• **Extrait du texte**

Une catégorisation juridique brouillée

Pour cela, les autorités judiciaires et parentales se saisissent des mesures dites de « protection », relevant du civil, pour contrôler les jeunes filles, leur désobéissance et leur supposée errance. Le corps de la femme extrait de la cellule strictement familiale alimente tous les fantasmes de la délinquance, ce qui explique l’image dominante de la « vagabonde ». De la fuyarde à la prostituée, il n’y a qu’un pas ; les mots tendent d’ailleurs à se confondre. Cette figure renferme l’ensemble des inquiétudes sociales ; le vagabondage – parfois courte fugue voire simple mauvaise fréquentation –, mène systématiquement les adolescentes au commerce sexuel, dont la définition est très étendue, et sert de prétexte pour réguler leurs agissements dérangeant l’ordre moral. Pourtant, les dossiers étudiés par Véronique Blanchard n’attestent que d’un petit nombre de cas avérés de prostitution.

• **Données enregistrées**

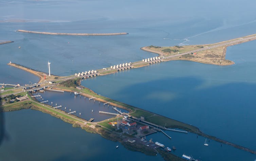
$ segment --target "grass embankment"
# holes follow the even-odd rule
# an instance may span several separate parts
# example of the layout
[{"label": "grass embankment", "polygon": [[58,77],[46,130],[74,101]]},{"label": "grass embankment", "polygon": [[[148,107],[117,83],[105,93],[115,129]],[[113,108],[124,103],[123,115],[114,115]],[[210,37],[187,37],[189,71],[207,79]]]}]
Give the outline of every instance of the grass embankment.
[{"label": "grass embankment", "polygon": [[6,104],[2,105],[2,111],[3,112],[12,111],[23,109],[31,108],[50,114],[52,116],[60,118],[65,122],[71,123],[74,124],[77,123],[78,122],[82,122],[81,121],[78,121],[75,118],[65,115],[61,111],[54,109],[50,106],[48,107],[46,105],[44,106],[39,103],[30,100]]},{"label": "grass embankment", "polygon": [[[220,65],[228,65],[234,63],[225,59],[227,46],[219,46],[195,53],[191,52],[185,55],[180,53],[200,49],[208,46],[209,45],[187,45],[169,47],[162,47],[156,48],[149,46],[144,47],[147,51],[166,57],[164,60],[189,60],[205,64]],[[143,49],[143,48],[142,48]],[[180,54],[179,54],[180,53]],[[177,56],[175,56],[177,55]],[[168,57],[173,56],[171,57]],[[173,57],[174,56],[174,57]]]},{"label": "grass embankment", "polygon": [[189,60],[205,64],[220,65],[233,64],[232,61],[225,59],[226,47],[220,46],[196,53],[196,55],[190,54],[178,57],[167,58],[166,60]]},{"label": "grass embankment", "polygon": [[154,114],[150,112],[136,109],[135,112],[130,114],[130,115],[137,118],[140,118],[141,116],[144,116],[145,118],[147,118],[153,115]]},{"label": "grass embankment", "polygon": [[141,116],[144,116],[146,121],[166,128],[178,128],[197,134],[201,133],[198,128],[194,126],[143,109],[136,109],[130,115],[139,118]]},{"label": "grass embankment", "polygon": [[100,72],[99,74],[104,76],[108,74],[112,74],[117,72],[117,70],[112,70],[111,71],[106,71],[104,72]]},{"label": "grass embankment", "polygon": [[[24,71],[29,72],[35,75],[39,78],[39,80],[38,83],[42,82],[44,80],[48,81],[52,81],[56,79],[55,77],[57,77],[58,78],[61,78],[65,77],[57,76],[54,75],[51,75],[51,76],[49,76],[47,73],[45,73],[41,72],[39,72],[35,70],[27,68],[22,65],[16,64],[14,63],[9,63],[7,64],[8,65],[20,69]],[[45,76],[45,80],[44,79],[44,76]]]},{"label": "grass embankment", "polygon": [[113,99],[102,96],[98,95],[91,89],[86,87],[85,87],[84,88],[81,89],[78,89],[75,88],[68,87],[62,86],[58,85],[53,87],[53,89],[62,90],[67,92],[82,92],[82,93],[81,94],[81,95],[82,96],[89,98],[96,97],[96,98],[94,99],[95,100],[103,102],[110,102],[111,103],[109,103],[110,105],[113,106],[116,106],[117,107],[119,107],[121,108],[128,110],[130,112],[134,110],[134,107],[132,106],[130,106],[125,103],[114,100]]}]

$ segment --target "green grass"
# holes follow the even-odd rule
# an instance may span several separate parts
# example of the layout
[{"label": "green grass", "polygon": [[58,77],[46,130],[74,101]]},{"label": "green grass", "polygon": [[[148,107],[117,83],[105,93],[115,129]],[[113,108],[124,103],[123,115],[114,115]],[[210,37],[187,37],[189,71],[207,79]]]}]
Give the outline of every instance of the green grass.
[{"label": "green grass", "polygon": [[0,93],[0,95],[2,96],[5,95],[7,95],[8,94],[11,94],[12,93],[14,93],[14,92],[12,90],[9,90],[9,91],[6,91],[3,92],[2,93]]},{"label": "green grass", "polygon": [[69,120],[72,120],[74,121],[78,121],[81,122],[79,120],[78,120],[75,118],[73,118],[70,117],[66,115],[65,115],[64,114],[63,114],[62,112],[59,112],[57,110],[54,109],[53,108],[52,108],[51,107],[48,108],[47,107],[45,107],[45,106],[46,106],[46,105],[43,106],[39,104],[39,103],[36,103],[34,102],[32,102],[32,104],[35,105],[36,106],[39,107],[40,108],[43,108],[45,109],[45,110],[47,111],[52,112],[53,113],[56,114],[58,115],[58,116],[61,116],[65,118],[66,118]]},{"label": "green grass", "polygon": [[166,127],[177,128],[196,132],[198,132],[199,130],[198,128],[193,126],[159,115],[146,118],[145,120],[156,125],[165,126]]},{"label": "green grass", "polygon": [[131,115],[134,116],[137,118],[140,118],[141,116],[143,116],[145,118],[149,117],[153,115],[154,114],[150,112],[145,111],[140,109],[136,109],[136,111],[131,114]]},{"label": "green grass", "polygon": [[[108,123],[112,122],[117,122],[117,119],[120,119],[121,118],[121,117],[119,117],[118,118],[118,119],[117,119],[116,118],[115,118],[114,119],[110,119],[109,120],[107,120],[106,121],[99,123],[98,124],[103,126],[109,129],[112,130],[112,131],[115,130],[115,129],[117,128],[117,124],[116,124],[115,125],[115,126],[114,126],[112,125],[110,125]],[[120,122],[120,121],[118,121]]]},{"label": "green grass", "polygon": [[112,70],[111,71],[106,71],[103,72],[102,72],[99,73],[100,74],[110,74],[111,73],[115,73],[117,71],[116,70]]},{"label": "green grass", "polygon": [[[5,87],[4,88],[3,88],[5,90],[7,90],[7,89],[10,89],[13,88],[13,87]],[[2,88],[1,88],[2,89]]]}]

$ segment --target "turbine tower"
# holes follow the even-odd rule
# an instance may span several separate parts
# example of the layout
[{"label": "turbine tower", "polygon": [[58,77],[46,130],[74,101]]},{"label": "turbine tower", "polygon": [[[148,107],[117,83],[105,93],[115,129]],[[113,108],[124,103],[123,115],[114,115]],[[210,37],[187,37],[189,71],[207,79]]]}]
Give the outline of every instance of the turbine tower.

• **Consigne**
Citez intégralement l'extrait sur la catégorisation juridique brouillée, sans rien y changer. Les enregistrements constituent un matériel distinct de l'extrait.

• **Résultat**
Une catégorisation juridique brouillée

Pour cela, les autorités judiciaires et parentales se saisissent des mesures dites de « protection », relevant du civil, pour contrôler les jeunes filles, leur désobéissance et leur supposée errance. Le corps de la femme extrait de la cellule strictement familiale alimente tous les fantasmes de la délinquance, ce qui explique l’image dominante de la « vagabonde ». De la fuyarde à la prostituée, il n’y a qu’un pas ; les mots tendent d’ailleurs à se confondre. Cette figure renferme l’ensemble des inquiétudes sociales ; le vagabondage – parfois courte fugue voire simple mauvaise fréquentation –, mène systématiquement les adolescentes au commerce sexuel, dont la définition est très étendue, et sert de prétexte pour réguler leurs agissements dérangeant l’ordre moral. Pourtant, les dossiers étudiés par Véronique Blanchard n’attestent que d’un petit nombre de cas avérés de prostitution.